**Directions**
Which lines below contain the word "sleeve"? Copy each one.

**Records for the exercise**
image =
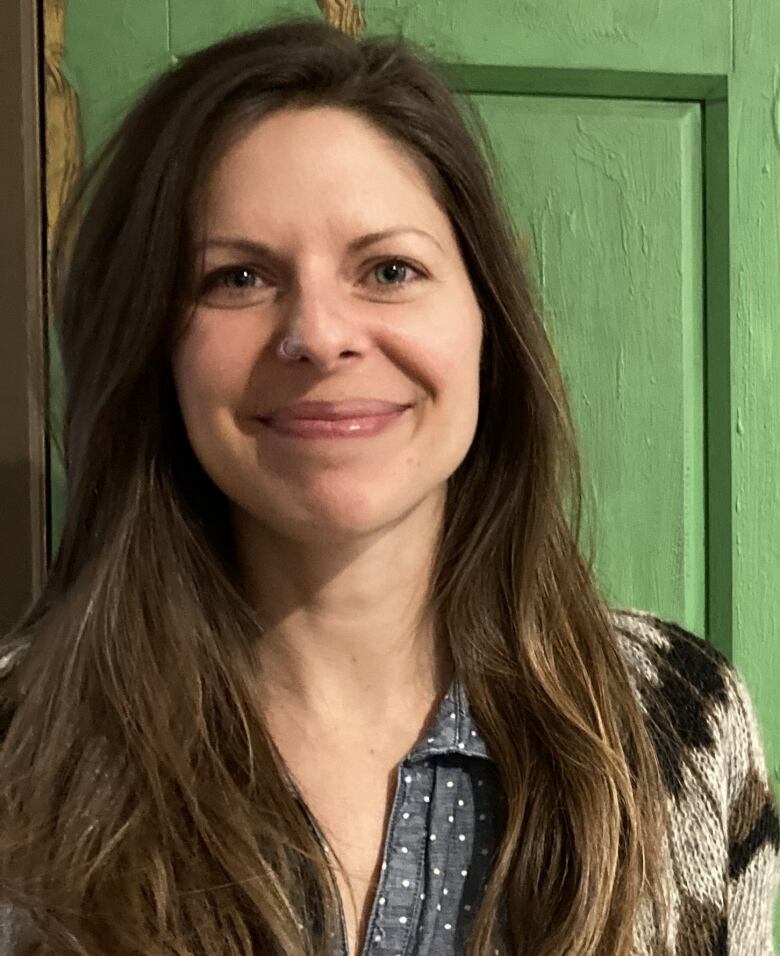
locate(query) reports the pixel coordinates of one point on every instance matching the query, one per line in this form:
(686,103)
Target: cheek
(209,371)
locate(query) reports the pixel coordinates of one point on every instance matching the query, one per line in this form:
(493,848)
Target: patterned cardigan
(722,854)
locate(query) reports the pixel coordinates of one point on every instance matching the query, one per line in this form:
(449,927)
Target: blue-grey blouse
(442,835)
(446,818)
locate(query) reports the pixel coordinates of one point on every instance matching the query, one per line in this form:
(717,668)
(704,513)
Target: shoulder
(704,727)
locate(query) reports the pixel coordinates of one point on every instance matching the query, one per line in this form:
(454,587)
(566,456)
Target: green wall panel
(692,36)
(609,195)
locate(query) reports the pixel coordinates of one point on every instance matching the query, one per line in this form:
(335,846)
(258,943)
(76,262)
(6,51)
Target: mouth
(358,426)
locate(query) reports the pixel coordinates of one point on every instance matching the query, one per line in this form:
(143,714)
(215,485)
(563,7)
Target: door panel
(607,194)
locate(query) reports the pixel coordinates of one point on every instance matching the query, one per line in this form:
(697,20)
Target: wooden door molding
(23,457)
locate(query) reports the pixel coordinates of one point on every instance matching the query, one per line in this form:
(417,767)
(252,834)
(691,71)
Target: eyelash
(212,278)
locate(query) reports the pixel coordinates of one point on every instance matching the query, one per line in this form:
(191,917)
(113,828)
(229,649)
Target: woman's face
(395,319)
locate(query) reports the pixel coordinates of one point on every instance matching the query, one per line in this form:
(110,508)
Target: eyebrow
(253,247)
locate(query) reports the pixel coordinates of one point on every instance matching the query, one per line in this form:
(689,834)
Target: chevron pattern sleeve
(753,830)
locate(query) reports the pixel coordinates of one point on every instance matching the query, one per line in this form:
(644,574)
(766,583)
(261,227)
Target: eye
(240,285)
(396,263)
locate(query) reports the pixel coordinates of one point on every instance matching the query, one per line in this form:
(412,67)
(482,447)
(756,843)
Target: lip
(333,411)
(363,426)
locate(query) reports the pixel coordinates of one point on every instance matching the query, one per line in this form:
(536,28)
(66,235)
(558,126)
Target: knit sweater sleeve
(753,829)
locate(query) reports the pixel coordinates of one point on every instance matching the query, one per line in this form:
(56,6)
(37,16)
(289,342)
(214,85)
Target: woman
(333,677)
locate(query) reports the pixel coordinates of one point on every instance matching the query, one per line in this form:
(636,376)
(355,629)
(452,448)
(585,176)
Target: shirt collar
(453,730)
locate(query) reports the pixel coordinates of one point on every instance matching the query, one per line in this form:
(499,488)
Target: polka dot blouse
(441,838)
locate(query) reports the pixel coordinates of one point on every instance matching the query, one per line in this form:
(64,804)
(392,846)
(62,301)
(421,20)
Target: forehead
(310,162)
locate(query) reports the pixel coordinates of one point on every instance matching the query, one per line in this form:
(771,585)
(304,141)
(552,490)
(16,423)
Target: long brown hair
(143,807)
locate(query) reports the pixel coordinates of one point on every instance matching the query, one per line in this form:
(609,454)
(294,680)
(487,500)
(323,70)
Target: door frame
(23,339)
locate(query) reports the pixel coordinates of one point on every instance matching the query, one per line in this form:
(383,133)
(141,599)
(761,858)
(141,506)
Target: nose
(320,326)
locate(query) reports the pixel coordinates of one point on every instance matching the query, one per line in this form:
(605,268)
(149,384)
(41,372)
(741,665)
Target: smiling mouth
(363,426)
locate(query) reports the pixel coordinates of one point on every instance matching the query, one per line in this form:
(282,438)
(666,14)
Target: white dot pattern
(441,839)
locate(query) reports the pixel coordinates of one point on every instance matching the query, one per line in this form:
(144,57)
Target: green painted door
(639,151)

**Final answer**
Target: chevron pattern sleeve
Target: knit sweater sleeve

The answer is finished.